(Dataset records):
• • • • •

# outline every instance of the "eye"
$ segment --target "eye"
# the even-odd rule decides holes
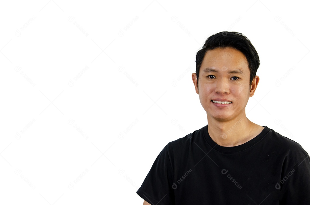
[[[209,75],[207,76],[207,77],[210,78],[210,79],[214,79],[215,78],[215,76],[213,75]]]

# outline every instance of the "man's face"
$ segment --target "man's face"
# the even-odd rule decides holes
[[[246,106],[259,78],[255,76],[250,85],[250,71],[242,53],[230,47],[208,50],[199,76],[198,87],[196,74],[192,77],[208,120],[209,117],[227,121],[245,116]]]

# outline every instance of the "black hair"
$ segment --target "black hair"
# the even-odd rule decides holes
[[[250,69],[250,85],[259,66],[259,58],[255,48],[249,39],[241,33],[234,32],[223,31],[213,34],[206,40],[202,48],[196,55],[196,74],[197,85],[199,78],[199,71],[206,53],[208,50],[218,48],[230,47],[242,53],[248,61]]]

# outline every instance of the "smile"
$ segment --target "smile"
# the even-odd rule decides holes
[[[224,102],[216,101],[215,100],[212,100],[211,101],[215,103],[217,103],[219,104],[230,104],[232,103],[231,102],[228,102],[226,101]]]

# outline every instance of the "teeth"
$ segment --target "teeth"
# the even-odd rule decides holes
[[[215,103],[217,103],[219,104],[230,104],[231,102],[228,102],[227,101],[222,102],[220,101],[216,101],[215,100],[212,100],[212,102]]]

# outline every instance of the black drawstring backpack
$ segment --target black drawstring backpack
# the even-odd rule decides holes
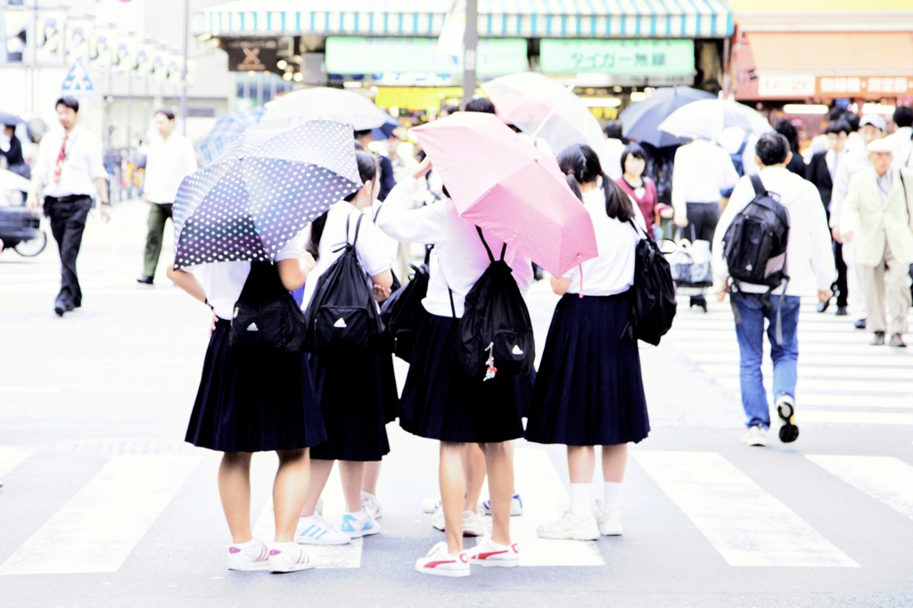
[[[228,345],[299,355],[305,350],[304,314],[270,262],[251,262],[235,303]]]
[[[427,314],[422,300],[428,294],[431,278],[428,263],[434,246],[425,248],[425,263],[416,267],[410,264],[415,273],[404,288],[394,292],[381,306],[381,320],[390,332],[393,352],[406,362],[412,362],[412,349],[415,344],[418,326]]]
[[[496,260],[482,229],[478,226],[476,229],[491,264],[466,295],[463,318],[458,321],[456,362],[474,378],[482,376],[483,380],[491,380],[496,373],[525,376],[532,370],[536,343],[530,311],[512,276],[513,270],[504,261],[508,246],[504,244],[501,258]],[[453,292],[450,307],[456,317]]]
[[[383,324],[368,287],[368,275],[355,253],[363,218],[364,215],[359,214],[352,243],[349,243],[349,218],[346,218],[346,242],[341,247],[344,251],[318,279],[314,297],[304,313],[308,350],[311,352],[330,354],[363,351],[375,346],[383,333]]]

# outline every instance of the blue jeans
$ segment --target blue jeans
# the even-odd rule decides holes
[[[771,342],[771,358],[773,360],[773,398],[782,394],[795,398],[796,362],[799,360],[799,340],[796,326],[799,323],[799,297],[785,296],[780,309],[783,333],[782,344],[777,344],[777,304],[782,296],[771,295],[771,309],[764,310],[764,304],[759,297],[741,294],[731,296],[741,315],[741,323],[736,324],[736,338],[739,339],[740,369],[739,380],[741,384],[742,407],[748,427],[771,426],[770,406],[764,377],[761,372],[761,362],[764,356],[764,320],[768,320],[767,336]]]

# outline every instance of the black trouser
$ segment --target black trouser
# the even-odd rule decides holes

• • • • •

(Instruction):
Transcribe the records above verbatim. Do not carry over any picture.

(Finished answer):
# outline every instance of the "eye"
$ segment --target "eye"
# the even-odd rule decides holes
[[[209,75],[207,76],[207,77],[210,78],[210,79],[214,79],[215,78],[215,76],[213,75]]]

# outline every instance of the "man's face"
$ segment --target "man's face"
# the even-odd rule decides holes
[[[246,106],[259,78],[255,76],[250,85],[250,71],[242,53],[230,47],[208,50],[199,76],[198,87],[196,74],[192,77],[208,120],[209,117],[227,121],[245,116]]]

# outline every instance of the "black hair"
$ segment --target "black hair"
# the even-odd rule decides holes
[[[250,69],[250,85],[259,66],[259,58],[255,48],[249,39],[241,33],[234,32],[223,31],[213,34],[206,40],[202,48],[196,55],[196,74],[197,85],[199,78],[199,71],[206,53],[208,50],[218,48],[230,47],[242,53],[248,61]]]

# outline every instance of the "smile"
$ segment --target "smile"
# the even-odd rule decides holes
[[[224,102],[216,101],[215,100],[212,100],[211,101],[215,103],[217,103],[219,104],[230,104],[232,103],[231,102],[228,102],[226,101]]]

# outline every instance of the "teeth"
$ segment --target "teeth"
# the even-odd rule decides holes
[[[215,103],[217,103],[219,104],[230,104],[231,102],[228,102],[227,101],[222,102],[220,101],[216,101],[215,100],[212,100],[212,102]]]

# outline every instance of the black drawstring backpack
$ segment --target black drawstring backpack
# the even-odd rule decides holes
[[[228,345],[299,355],[305,350],[304,314],[270,262],[251,262],[235,303]]]
[[[427,314],[422,300],[428,294],[431,278],[428,263],[434,246],[425,248],[425,263],[416,267],[410,264],[415,273],[404,288],[394,292],[381,306],[381,320],[390,332],[393,352],[406,362],[412,362],[412,349],[415,344],[418,326]]]
[[[496,260],[482,229],[478,226],[476,229],[491,264],[466,295],[463,318],[458,321],[456,362],[474,378],[482,376],[483,380],[491,380],[496,373],[525,376],[532,370],[536,343],[530,311],[512,276],[513,270],[504,261],[508,246],[504,244],[501,258]],[[453,292],[450,307],[456,317]]]
[[[383,324],[368,287],[368,275],[355,253],[363,218],[364,215],[359,214],[352,243],[349,243],[349,218],[346,218],[346,242],[341,247],[344,251],[318,279],[314,297],[304,313],[308,350],[311,352],[330,354],[363,351],[375,346],[383,333]]]

# outline every instance of the blue jeans
$ segment --target blue jeans
# the even-odd rule decides holes
[[[771,342],[771,358],[773,360],[773,398],[782,394],[795,398],[796,362],[799,360],[799,340],[796,326],[799,323],[799,297],[785,296],[780,309],[783,333],[782,344],[777,344],[777,304],[782,296],[771,295],[771,309],[764,310],[764,304],[759,297],[741,294],[731,296],[741,315],[741,323],[736,324],[736,338],[739,339],[740,369],[739,380],[741,384],[742,407],[748,427],[771,426],[770,406],[764,377],[761,372],[761,362],[764,356],[764,320],[768,320],[767,336]]]

# outline every instance of the black trouser
$ segment --target black trouser
# the even-odd rule decides holes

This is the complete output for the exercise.